■ **Text excerpt**
Recently, the Rubin Law Corporation has represented a number of physicians, medical doctors, physician assistants, registered nurses, nurse’s assistants, medical technicians and other health care workers in connection with their whistleblower claims. We thought it would be helpful to review some of the specialized laws that California has enacted dedicated to protecting health care workers from retaliation for reporting unsafe practices or conditions affecting or potentially affecting patients. Below is a brief summary:
This law specifically protects individuals who inform proper authorities of any “issues relating to the care, services, and conditions of a facility”. The California Legislature has declared it to be the public policy of this State to “encourage patients, nurses, members of medical staff, and other health care workers to notify government entities of suspected unsafe patient care and conditions”. What does this mean for you, the employee? It means that the health facility, or any entity that owns or operates the facility, by law cannot retaliate or discriminate against you, if you report any suspected violation of patient care to the medical staff of the facility itself (i.e., your employer) to the agency accrediting it, or to any other governmental agency.
If you are an employee, member of the medical staff or any other healthcare worker at the health facility, discrimination includes, but is not limited to, all of the following: discharge; demotion; suspension; or “any unfavorable change in, or breach of, the terms or conditions of a contract, employment, or privileges”. The health facility also discriminates against you when it threatens any of these actions.

■ **Information supplied**
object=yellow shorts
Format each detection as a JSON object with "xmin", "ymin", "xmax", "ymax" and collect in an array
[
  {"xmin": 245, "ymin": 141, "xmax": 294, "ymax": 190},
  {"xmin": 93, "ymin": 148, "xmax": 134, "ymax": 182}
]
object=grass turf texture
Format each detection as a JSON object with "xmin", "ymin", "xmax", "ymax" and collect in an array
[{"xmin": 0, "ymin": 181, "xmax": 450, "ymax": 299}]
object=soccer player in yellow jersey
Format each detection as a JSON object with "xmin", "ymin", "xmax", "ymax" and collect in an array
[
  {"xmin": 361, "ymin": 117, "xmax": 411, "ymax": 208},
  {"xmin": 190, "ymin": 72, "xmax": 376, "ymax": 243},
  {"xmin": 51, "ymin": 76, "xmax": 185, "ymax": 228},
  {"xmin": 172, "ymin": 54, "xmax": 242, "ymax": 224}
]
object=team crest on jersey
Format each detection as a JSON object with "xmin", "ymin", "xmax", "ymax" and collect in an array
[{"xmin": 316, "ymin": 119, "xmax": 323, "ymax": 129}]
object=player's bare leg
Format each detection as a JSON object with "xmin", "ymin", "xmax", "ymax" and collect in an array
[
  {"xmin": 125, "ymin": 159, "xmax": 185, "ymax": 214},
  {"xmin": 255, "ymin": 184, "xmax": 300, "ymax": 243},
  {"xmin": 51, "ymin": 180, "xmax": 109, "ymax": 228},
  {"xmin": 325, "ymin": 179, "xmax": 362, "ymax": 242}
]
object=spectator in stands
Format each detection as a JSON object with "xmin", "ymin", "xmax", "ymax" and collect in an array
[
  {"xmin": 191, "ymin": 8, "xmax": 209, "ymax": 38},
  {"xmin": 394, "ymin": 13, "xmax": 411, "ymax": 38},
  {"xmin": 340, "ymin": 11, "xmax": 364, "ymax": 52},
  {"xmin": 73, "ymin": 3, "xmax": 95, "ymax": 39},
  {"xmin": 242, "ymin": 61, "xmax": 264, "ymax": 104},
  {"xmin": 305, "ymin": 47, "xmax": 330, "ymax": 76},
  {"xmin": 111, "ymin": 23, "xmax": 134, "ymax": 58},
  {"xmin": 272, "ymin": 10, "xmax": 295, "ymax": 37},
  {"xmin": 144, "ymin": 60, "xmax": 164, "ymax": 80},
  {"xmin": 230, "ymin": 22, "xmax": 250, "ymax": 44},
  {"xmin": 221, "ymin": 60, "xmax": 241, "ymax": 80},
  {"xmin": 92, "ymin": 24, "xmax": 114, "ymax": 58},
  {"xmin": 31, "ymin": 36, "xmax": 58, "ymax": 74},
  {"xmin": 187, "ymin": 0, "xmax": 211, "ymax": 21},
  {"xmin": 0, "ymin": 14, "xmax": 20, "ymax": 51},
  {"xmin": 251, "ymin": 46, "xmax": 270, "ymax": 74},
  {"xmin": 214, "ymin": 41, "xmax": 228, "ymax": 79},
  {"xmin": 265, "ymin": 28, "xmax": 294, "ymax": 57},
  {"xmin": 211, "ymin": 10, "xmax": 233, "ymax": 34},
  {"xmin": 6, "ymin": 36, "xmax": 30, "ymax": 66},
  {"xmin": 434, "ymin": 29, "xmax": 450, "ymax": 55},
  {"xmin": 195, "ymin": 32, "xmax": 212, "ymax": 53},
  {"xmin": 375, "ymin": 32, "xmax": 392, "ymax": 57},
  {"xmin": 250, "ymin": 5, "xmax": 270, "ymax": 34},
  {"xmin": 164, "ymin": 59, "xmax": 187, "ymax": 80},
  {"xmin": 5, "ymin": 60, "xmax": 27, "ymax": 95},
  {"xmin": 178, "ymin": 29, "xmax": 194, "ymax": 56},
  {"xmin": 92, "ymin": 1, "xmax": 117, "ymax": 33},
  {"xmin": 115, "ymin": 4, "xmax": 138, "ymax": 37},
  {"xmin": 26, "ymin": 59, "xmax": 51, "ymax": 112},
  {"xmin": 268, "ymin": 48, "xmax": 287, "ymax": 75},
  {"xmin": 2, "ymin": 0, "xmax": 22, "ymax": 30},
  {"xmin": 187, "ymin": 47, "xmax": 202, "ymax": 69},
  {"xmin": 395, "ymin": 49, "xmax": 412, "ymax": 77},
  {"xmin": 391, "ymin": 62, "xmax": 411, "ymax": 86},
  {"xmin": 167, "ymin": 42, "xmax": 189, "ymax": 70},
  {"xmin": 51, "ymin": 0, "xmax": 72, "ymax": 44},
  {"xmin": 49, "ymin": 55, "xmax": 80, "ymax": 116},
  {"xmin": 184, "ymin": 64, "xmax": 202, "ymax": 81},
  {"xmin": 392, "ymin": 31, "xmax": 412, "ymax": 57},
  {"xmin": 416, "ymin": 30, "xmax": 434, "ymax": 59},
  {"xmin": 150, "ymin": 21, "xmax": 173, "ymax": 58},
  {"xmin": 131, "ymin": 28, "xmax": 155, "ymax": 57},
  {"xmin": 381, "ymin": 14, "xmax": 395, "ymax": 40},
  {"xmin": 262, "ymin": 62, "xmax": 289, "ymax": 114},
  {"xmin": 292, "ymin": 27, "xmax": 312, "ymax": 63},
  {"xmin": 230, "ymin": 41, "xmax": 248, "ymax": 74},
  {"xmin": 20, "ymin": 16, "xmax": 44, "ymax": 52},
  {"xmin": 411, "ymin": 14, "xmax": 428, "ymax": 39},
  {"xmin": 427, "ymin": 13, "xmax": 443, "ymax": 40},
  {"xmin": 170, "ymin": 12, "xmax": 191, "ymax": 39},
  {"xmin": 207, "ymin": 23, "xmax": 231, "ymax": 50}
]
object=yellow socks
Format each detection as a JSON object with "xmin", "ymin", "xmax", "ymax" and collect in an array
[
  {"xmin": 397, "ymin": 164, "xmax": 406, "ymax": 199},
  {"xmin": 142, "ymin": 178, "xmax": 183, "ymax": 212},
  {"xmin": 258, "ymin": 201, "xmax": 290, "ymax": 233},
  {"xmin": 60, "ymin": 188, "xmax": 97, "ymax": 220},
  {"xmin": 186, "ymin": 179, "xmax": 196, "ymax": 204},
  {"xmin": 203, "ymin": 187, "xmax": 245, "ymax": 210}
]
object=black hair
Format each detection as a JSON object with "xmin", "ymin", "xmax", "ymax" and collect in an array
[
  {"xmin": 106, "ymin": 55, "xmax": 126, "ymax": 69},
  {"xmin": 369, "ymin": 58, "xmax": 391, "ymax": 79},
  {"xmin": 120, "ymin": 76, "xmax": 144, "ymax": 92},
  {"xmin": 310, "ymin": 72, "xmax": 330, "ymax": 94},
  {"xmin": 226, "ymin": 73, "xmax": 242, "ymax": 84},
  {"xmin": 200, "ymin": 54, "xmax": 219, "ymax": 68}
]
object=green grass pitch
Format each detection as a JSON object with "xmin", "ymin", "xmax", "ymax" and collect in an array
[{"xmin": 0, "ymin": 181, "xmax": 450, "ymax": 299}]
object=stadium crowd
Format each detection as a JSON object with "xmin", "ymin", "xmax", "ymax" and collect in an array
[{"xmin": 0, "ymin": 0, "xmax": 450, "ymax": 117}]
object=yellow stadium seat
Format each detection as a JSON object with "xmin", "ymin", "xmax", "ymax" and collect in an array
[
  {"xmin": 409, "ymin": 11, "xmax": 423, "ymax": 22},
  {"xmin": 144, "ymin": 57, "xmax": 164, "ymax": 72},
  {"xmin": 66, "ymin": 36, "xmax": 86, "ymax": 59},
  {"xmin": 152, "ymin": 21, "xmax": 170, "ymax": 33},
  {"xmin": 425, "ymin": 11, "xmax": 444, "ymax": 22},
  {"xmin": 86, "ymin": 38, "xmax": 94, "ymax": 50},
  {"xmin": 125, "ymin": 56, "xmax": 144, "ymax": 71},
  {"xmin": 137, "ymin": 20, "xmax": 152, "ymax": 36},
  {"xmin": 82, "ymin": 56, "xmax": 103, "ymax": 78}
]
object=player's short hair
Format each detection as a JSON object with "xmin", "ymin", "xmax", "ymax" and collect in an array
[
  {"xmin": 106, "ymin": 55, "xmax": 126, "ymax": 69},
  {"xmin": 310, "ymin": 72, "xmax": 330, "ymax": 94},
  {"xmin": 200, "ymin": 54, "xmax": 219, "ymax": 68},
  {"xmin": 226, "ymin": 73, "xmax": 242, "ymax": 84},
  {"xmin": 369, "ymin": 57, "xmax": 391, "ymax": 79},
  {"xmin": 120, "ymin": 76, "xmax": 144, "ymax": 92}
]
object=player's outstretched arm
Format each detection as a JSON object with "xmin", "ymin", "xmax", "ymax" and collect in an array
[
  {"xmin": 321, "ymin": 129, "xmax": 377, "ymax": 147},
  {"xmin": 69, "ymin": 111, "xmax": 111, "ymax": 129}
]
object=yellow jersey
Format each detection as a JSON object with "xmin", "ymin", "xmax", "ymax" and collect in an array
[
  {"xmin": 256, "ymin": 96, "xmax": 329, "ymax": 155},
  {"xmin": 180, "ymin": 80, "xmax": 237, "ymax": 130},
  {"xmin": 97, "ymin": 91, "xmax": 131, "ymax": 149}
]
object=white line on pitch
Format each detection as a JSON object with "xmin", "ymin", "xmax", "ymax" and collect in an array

■ **What needs to be done**
Quote the health care whistleblower text above word for word, between "If you are an" and "of these actions.", inclusive.

■ **Answer space**
If you are an employee, member of the medical staff or any other healthcare worker at the health facility, discrimination includes, but is not limited to, all of the following: discharge; demotion; suspension; or “any unfavorable change in, or breach of, the terms or conditions of a contract, employment, or privileges”. The health facility also discriminates against you when it threatens any of these actions.